| Saved data entries |
○ ○ ○ ○

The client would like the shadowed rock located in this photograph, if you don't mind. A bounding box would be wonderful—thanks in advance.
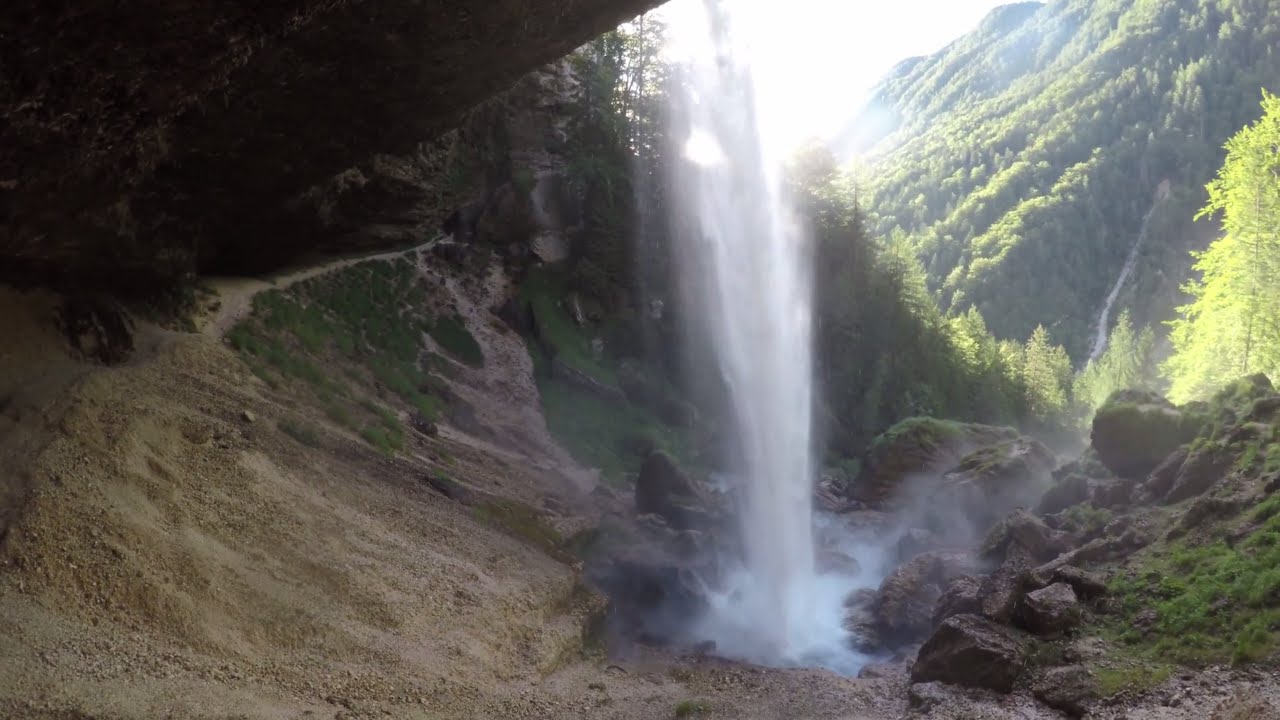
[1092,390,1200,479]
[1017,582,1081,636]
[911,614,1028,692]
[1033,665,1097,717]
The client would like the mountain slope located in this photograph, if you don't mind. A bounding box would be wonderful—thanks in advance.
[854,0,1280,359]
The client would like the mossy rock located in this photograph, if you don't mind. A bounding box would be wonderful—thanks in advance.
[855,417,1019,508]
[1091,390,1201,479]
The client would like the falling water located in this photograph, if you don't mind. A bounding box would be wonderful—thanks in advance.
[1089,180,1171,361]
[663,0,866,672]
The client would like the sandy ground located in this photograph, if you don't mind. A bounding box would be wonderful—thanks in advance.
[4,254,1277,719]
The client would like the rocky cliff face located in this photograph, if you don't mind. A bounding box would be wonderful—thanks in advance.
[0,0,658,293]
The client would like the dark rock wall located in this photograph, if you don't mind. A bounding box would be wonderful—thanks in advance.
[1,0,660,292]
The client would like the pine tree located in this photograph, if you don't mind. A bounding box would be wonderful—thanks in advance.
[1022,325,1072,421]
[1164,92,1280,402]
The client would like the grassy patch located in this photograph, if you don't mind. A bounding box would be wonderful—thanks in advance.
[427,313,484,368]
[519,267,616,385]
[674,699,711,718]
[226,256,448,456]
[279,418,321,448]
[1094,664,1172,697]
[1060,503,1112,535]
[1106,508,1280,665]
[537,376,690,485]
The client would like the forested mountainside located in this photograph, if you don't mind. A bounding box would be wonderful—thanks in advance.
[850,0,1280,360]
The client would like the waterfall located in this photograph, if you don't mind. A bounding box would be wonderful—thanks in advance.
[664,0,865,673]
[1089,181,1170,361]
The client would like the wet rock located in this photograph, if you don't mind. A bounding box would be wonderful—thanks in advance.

○ ○ ○ ○

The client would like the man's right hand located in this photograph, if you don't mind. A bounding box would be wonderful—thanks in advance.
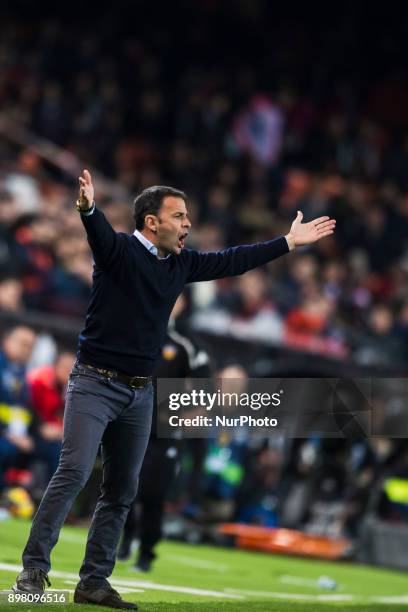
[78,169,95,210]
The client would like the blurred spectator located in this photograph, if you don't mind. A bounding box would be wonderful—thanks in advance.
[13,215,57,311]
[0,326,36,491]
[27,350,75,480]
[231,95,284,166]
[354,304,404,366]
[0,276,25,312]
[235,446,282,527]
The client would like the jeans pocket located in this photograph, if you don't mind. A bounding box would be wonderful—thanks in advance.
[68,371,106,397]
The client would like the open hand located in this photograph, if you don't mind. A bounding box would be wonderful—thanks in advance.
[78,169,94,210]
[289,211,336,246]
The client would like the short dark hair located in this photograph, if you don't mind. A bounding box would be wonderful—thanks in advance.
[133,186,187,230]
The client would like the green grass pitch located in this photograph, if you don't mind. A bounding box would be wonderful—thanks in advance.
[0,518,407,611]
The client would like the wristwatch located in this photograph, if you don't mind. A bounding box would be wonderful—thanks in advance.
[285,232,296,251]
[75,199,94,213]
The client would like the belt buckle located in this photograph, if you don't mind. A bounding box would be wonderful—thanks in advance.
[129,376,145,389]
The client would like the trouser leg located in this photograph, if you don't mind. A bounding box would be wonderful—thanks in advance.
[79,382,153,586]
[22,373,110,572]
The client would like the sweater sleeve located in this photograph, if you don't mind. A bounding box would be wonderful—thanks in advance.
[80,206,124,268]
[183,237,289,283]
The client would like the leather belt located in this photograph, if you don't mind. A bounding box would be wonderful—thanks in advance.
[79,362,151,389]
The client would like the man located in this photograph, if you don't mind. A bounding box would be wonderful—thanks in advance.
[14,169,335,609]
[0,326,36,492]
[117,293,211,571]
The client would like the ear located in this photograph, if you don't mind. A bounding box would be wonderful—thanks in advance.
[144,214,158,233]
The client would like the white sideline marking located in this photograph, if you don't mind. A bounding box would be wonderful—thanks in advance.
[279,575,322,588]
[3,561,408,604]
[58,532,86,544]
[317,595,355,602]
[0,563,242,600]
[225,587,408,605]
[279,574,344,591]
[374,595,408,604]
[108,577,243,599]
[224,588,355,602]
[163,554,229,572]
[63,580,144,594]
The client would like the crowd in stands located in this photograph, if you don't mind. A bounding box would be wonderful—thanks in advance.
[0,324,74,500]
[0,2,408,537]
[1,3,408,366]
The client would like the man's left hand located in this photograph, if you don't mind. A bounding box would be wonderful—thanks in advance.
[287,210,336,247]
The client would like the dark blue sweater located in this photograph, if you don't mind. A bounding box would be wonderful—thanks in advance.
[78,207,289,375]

○ ○ ○ ○

| ACTION ITEM |
Extract from the records above the lines from the one containing "The client would like the forested" to the one containing "The client would like the wet", both lines included, exactly as they appear and with nothing else.

| COMPLETED TASK |
The client would like the forested mountainside located in this photograph, if you don't mind. A bounding box would be wonderful—thanks in advance.
[850,0,1280,360]
The client would like the waterfall located in this photograph, if you don't mind. A bounding box would be wonderful—thanks in advance.
[664,0,865,673]
[1089,181,1170,361]
The client would like the wet rock located in this photograph, if you don't mind. A bounding box would be wonderful—thanks in advance.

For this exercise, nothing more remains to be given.